▸ **Task statement**:
Rewrite the lines below with "gray" substituted for every "brown" and nothing else changed. Leave out the pictures.
··· Records provided
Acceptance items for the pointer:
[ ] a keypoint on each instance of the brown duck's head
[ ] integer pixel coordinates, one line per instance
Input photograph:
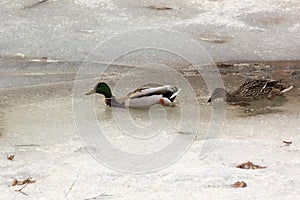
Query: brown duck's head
(218, 93)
······
▸ **Complete answer**:
Acceptance items for the pointer:
[ ] a keypoint on each instance of the gray duck's head
[ ] integer pixel coordinates, one line per instance
Input photograph:
Query: gray duck's head
(218, 93)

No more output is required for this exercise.